Labeled-object pointing listing:
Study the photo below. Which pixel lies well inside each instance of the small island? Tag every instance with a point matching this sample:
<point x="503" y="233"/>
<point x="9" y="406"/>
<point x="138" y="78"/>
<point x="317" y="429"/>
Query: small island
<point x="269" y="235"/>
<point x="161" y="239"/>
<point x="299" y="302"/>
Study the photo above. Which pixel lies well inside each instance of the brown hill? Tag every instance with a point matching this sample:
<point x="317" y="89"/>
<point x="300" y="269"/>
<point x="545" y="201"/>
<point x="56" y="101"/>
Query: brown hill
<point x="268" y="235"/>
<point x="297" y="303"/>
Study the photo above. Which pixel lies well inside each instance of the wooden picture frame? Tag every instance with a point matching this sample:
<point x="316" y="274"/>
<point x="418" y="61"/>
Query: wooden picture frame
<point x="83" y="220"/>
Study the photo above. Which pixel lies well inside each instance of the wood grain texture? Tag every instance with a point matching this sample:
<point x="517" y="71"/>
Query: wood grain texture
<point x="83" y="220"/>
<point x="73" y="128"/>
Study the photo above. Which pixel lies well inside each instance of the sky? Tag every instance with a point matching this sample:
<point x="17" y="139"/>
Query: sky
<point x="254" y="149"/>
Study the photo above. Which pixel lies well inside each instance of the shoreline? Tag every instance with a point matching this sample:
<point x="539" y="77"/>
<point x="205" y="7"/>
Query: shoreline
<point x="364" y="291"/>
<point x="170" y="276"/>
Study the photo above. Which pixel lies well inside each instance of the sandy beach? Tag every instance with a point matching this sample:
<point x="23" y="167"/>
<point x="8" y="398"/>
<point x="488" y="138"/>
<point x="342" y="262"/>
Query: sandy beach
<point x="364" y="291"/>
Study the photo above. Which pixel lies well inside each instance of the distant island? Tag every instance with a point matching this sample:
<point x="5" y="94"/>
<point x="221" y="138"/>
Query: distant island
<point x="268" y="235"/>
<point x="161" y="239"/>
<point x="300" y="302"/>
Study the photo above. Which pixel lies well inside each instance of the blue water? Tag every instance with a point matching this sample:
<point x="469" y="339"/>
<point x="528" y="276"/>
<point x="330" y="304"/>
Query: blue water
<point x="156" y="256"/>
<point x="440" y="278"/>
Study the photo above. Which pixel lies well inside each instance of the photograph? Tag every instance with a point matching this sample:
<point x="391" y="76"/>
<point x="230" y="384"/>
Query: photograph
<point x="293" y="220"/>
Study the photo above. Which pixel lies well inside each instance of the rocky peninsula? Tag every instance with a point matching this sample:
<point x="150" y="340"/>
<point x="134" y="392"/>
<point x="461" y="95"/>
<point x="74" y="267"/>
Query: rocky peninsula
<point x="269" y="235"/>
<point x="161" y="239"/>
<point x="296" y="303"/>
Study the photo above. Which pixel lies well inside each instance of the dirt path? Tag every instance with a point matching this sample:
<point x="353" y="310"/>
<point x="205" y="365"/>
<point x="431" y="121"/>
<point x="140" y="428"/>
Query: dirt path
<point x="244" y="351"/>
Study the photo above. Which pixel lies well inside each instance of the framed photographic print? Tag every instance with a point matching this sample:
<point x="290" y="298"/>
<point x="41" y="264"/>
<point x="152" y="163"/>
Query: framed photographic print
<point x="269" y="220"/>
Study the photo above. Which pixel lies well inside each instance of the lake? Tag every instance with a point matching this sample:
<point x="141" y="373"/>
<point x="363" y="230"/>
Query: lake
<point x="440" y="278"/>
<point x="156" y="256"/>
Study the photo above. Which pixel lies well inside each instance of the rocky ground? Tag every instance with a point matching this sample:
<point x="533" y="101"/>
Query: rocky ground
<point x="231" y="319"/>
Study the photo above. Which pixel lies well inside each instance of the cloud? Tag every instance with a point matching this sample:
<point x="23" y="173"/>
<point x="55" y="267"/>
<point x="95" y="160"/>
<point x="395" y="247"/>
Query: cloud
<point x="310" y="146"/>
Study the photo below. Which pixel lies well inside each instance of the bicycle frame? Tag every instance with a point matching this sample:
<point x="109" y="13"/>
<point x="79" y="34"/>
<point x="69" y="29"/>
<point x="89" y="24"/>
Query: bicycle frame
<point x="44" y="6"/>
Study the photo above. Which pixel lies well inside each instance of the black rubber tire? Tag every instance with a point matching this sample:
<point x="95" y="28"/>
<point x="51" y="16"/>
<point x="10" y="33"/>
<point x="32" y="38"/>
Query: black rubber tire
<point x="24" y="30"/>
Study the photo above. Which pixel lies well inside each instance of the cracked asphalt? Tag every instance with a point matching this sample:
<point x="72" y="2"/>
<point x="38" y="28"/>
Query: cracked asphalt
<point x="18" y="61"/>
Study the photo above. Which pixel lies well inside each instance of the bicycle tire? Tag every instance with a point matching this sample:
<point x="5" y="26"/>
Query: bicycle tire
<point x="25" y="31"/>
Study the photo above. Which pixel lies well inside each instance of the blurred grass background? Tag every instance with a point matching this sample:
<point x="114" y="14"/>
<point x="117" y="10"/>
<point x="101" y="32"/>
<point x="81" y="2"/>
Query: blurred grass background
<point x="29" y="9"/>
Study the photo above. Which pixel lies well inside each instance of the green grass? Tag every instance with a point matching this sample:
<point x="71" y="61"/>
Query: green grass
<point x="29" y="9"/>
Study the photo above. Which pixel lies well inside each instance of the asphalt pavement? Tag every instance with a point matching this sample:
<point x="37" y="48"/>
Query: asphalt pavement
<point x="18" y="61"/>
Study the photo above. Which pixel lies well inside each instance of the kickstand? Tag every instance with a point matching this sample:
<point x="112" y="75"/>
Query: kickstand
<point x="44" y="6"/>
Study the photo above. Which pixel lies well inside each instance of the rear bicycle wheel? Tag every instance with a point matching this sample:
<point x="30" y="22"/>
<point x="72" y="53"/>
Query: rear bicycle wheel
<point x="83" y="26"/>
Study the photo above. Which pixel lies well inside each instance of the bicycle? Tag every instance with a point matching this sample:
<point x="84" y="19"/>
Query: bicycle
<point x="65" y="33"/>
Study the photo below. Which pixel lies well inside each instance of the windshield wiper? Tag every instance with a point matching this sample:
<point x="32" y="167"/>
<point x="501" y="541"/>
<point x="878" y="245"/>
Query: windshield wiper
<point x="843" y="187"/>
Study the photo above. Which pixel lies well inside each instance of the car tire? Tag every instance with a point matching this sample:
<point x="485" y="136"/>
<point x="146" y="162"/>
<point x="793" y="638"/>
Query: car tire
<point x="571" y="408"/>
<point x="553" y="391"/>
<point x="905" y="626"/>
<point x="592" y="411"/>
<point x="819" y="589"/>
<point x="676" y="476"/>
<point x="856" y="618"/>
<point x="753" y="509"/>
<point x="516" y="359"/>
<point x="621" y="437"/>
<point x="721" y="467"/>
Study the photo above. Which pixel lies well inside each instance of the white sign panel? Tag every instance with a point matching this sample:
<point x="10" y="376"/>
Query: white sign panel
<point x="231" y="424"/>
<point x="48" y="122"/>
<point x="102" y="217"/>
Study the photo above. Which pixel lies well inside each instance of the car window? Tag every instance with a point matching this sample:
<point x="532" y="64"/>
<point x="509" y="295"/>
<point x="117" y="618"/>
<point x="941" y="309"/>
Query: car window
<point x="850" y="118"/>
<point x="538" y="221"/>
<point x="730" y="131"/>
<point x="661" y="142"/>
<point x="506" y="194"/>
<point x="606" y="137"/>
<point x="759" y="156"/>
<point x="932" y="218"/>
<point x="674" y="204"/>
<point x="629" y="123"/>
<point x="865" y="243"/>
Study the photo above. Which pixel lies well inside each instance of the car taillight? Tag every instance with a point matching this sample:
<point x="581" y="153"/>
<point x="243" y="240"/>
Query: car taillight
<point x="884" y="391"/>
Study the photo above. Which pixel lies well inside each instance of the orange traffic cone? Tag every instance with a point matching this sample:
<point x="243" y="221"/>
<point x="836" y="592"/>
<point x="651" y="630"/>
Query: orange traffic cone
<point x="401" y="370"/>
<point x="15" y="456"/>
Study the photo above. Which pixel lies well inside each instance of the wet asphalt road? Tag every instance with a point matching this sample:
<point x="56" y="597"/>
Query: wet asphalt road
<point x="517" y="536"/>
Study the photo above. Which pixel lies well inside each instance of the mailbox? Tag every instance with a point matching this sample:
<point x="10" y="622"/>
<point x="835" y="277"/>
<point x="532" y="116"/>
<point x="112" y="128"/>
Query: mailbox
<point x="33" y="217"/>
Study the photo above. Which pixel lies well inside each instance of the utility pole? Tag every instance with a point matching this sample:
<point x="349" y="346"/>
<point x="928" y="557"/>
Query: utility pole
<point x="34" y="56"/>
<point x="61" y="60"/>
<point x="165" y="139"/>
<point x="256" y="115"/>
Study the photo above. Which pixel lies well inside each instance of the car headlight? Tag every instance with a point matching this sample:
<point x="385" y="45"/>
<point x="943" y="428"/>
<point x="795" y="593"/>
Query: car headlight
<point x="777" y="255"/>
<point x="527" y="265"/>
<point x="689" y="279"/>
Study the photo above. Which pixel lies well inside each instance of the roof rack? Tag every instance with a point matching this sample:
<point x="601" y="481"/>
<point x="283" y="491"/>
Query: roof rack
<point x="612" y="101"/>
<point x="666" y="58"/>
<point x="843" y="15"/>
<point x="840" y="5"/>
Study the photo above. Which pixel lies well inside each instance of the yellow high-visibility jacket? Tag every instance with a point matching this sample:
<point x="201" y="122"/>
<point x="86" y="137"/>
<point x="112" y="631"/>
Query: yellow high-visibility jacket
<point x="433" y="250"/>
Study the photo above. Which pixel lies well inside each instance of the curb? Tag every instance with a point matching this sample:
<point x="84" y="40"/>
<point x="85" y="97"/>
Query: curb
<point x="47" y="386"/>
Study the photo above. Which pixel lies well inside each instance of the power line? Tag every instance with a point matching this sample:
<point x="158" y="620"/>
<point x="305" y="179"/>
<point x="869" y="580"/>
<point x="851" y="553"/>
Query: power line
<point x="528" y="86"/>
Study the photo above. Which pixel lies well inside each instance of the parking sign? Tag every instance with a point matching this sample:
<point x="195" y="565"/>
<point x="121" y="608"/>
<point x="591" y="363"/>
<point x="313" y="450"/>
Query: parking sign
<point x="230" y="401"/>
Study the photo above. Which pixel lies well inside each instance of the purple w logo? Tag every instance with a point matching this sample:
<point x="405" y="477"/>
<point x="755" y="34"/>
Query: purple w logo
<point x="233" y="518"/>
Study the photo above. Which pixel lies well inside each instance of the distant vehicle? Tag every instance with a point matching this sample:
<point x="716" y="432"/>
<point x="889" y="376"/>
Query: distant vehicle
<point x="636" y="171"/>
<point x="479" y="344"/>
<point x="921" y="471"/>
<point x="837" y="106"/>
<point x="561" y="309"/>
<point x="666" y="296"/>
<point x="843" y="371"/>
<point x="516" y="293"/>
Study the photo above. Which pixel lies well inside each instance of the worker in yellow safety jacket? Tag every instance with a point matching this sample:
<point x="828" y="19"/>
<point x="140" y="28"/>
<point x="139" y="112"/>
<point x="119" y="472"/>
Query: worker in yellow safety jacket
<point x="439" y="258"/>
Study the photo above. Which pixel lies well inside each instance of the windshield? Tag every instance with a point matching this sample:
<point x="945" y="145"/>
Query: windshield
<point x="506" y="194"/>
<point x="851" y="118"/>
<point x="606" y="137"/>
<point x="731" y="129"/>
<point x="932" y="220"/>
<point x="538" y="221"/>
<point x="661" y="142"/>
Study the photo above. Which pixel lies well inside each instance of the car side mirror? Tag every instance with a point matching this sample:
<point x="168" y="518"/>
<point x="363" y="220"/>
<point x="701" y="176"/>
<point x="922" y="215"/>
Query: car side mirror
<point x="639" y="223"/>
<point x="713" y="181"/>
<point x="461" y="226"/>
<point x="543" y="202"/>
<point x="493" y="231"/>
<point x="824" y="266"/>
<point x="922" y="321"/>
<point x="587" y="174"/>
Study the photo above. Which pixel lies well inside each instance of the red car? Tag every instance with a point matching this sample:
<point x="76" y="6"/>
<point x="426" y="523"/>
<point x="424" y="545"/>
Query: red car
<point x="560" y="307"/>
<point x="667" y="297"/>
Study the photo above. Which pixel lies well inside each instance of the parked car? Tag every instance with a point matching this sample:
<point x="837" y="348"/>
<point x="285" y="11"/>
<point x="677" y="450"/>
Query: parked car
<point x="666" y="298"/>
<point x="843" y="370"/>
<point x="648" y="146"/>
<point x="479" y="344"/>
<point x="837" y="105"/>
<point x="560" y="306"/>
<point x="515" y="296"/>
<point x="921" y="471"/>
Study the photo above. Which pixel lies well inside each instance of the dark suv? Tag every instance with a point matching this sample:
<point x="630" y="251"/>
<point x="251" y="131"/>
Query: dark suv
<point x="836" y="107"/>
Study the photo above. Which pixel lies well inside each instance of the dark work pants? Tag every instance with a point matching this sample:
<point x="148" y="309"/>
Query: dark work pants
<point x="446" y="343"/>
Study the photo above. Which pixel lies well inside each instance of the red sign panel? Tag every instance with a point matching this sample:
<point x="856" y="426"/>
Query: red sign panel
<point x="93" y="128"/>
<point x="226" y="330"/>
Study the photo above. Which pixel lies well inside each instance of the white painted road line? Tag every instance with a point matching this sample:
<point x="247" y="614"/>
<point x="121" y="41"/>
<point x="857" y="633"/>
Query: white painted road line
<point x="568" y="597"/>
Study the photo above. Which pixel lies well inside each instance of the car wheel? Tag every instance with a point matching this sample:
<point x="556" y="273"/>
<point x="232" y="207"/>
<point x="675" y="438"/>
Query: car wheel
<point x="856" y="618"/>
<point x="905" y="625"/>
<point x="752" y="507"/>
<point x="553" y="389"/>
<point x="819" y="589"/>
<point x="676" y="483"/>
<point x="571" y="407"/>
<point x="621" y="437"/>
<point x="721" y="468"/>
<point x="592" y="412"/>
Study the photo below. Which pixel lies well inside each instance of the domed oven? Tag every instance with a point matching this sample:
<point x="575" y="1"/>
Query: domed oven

YOUR OBJECTIVE
Could you lay out the lines of the listing from the start through the line containing "Query: small island" as a JSON list of strings, one string per line, skipping blank lines?

RESPONSE FOR THIS EXERCISE
[
  "Study the photo below. Which pixel lies well inside each instance of the small island? Tag every instance with a point matching this sample:",
  "<point x=\"503\" y=\"233\"/>",
  "<point x=\"9\" y=\"406\"/>",
  "<point x=\"138\" y=\"78\"/>",
  "<point x=\"317\" y=\"429\"/>",
  "Query: small island"
]